[START Records to use]
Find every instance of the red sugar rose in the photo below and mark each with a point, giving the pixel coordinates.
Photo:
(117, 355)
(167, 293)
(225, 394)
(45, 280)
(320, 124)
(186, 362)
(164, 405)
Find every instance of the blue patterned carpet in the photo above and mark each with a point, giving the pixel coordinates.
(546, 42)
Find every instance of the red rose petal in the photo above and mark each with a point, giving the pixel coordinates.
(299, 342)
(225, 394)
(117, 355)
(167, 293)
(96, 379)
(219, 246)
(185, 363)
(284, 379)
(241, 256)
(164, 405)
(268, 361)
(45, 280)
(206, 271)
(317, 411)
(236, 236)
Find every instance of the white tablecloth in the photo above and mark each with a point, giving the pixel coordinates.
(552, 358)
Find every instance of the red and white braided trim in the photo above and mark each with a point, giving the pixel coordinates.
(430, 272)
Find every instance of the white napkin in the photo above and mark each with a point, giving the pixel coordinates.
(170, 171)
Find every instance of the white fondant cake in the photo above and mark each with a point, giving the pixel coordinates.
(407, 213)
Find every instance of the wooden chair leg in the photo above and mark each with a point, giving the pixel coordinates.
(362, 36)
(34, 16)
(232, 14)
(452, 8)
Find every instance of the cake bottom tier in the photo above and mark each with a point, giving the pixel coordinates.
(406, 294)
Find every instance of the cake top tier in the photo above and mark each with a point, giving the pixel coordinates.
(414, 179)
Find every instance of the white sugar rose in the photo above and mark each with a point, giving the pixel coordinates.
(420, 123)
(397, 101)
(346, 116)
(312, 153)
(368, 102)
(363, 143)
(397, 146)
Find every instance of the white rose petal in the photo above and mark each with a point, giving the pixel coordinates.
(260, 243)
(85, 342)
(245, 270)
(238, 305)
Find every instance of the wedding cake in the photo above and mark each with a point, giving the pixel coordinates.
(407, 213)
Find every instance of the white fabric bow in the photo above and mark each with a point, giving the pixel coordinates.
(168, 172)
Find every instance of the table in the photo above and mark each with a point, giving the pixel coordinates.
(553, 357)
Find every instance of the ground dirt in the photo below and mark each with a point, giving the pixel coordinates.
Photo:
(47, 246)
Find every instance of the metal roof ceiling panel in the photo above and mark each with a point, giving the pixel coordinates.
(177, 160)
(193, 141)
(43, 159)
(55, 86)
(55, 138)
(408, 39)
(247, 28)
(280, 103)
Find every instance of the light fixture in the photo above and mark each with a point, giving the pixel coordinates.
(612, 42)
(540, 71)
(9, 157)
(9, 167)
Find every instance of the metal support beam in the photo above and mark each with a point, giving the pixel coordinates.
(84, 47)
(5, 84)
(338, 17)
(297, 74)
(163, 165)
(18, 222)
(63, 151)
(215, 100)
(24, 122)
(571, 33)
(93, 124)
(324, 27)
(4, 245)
[END Records to use]
** The exercise **
Rewrite the whole listing with "pixel coordinates" switched to "x and y positions in pixels" wherever it appears, leaving everything else unchanged.

** Task answer **
Find every instance of the red sugar rose in the photo below and mark each with a point, giving the x and y positions in pixels.
Photo:
(117, 355)
(167, 293)
(225, 394)
(45, 280)
(320, 124)
(186, 362)
(164, 405)
Find every instance of the blue patterned carpet in the photo above and mark each with a point, giving the x and y positions in pixels.
(546, 42)
Find every instance of the red rose petal in the photo above and mark each with a point, giving the x and y positions in pixels.
(299, 342)
(225, 394)
(117, 355)
(167, 293)
(96, 379)
(219, 246)
(185, 363)
(284, 379)
(241, 256)
(164, 405)
(268, 361)
(45, 280)
(206, 271)
(317, 411)
(236, 236)
Find every instance of the white tablecloth in the photo above and mark each with a point, giving the x and y positions in pixels.
(552, 358)
Find every instance of the red and white braided trim in the photo above and mark each with a point, giving the x and y positions in pixels.
(430, 272)
Find every instance of the white napkin in the photo above and mark each with a point, giving the x and y positions in pixels.
(170, 171)
Find every instance of the white fondant cake in the photo above and mark each with a point, giving the x and y positions in pixels.
(407, 213)
Find every instance of the wooden chair leg in the photo above and mark each with a point, giving the x and y positions in pixels.
(362, 36)
(34, 16)
(232, 14)
(452, 8)
Find every instance of the cake bottom tier in the photo above and mark each with a point, giving the x and y positions in pixels.
(406, 294)
Find every instance of the cake top tier in the photo above and mark each with a point, giving the x and y positions in pixels.
(414, 179)
Find every instance of the white sugar rose in the photo above and mark each with a point, giving the x and y positions in pixels.
(420, 123)
(397, 101)
(346, 116)
(312, 153)
(368, 102)
(363, 143)
(397, 146)
Find every instance of the white rose petal in the photo above and mark each with a point, giving the x and y positions in pixels.
(260, 243)
(85, 342)
(245, 270)
(238, 305)
Find every instance of the wedding cake in the photo above and mark each with a point, giving the x and y positions in pixels.
(407, 213)
Find every instance of the white fabric bow in the photo above and mark each with a point, giving the x and y positions in pixels.
(168, 172)
Find every instance of the table in the photo above and mark each with a point, giving the x and y positions in pixels.
(553, 357)
Find every instance of the ground dirt in the photo below and mark each with a point, giving the x and y positions in pixels.
Photo:
(47, 246)
Find every instance of the metal roof ceiling panel in the photo above and mark each with a point, giving the x and y positions in pixels.
(177, 160)
(193, 141)
(43, 159)
(55, 86)
(55, 138)
(408, 39)
(247, 28)
(280, 103)
Find every instance of the light fixture in the photo above and mark each with a point, giving the x and y positions in pixels.
(612, 42)
(540, 71)
(9, 157)
(9, 167)
Find every instance of the metal support beam in the photo above and mark each with a point, giving the x and y positions in pixels.
(84, 47)
(5, 84)
(338, 17)
(297, 74)
(163, 165)
(18, 222)
(63, 151)
(215, 100)
(24, 122)
(571, 33)
(93, 124)
(324, 27)
(4, 245)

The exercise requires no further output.